## Task brief
From the entries below, pick out every line that contains the word "point" and copy each of those lines.

## Listed records
....

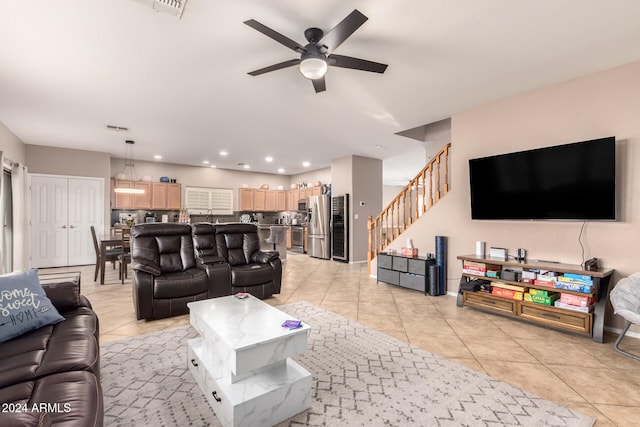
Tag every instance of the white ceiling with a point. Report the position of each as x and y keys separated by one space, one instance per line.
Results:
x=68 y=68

....

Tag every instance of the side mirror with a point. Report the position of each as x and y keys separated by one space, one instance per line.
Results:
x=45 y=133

....

## Correct output
Tag every instance of the white ceiling with a point. Report the position of each as x and y keys separated by one space, one instance per line.
Tag every instance of the side mirror with a point. Report the position of each as x and y keys separated by one space, one instance per line.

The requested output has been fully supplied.